--- start ---
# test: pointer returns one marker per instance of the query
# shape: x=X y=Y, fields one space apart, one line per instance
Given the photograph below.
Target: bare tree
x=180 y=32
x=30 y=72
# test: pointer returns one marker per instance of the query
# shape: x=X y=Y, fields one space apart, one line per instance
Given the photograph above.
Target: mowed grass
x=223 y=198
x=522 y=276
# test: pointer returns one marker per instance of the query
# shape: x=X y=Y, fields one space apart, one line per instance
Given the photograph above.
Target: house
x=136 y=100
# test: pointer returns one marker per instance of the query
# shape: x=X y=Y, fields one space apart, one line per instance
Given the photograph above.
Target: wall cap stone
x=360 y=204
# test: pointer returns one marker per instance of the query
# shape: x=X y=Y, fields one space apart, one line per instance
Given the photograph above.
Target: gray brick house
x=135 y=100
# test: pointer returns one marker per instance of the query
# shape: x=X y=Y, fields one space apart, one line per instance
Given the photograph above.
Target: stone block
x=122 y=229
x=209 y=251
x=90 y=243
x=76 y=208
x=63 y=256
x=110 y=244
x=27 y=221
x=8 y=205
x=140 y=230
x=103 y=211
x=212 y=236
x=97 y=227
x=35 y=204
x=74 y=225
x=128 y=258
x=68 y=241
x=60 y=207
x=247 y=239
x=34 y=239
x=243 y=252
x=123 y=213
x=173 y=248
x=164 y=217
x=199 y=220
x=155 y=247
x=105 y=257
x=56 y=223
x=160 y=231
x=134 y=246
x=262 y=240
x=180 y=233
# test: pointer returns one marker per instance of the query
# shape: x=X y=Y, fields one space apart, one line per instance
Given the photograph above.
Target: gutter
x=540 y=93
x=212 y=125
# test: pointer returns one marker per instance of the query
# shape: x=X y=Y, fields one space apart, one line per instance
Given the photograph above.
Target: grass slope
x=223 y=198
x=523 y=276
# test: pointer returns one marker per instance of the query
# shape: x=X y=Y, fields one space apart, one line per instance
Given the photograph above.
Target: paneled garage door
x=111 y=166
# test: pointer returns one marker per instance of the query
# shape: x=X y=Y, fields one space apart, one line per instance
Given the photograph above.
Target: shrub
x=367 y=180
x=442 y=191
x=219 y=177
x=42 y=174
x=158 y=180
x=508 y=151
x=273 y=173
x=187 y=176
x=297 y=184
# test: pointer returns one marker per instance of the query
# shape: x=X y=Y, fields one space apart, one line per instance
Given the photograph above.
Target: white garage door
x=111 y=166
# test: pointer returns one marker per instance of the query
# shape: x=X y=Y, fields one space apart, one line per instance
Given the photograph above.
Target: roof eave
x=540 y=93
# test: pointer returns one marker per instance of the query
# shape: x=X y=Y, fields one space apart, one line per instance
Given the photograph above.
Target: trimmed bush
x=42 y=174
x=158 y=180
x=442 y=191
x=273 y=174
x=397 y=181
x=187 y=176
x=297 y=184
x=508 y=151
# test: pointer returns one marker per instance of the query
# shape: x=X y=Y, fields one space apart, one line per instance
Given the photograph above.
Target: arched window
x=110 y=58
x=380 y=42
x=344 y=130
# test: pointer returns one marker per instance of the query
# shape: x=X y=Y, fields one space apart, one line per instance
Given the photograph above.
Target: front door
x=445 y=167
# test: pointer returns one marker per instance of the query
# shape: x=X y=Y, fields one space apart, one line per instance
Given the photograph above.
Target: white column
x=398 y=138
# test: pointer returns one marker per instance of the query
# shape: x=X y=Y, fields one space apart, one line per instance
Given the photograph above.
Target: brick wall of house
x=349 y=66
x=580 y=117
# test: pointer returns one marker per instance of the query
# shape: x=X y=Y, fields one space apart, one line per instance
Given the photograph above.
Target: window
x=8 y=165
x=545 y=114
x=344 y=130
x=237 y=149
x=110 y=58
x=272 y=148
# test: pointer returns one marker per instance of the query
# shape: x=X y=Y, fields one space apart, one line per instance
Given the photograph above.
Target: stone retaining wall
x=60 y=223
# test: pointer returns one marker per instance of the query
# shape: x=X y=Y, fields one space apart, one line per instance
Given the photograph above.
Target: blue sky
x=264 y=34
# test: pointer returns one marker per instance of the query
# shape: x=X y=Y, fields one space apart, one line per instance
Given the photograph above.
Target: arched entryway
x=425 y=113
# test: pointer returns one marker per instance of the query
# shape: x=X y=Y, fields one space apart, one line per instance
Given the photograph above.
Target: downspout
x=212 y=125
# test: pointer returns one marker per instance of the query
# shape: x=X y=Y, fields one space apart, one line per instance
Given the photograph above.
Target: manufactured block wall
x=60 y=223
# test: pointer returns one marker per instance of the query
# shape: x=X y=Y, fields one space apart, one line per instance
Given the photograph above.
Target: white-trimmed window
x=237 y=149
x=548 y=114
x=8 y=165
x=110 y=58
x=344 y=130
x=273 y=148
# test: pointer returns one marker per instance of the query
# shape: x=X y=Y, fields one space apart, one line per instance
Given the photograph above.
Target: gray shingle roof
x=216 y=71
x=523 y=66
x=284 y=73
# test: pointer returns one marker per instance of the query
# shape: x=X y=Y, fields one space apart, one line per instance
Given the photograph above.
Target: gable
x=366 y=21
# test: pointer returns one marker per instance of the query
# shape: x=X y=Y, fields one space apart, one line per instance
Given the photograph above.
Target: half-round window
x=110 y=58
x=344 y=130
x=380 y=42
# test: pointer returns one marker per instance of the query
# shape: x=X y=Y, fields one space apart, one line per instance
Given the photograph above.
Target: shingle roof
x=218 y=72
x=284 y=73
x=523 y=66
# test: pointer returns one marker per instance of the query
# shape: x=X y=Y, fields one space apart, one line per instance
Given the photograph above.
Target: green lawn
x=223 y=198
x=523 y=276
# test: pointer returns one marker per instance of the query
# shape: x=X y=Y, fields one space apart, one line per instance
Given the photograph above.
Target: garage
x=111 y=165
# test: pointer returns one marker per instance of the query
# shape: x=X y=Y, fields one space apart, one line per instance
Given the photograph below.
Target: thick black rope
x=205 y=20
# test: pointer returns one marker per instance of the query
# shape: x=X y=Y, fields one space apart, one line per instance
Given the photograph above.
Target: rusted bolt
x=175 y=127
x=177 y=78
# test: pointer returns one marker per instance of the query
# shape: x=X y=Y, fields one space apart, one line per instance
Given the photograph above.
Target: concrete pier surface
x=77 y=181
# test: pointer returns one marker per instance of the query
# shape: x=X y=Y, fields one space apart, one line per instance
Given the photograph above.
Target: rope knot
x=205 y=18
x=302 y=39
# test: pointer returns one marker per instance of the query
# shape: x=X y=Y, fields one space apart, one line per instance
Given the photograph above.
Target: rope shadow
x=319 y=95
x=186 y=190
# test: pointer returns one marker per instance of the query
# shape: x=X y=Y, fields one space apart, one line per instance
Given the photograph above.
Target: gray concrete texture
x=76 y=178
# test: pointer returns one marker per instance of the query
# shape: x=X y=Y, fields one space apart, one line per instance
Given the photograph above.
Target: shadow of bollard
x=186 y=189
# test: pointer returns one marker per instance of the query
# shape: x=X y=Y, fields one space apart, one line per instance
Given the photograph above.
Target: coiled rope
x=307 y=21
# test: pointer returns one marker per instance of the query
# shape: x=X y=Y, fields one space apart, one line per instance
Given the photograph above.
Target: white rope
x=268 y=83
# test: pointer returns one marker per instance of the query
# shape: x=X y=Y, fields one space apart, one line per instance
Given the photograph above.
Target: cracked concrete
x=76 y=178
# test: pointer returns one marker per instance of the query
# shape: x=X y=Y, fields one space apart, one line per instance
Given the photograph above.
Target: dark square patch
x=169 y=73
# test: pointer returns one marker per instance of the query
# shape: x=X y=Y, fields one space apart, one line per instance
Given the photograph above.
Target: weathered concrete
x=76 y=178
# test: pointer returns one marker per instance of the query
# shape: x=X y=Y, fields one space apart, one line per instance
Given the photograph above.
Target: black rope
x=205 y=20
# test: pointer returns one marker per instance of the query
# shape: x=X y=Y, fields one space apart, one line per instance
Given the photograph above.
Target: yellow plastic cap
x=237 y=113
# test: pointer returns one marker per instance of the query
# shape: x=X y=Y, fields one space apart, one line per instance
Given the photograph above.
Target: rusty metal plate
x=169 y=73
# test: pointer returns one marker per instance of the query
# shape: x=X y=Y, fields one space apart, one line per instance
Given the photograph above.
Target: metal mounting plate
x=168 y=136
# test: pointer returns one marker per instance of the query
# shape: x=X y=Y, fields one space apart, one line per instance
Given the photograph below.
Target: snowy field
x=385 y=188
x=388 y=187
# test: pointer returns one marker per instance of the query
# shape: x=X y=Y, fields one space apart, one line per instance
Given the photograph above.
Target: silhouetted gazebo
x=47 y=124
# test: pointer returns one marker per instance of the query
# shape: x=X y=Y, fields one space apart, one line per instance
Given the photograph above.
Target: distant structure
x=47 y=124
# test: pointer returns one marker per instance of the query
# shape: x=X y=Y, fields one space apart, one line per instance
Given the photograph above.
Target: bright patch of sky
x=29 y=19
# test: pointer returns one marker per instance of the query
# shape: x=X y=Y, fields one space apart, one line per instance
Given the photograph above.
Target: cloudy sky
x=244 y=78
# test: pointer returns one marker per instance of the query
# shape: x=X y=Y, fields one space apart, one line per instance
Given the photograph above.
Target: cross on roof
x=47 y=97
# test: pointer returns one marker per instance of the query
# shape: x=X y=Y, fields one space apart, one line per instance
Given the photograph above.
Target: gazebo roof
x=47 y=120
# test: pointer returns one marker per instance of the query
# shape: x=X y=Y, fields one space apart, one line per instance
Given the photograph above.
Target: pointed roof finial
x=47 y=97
--- end ---
Given problem – Count the lines in the data above that include the string "garage", and reply with the number alone.

Exercise solution – 3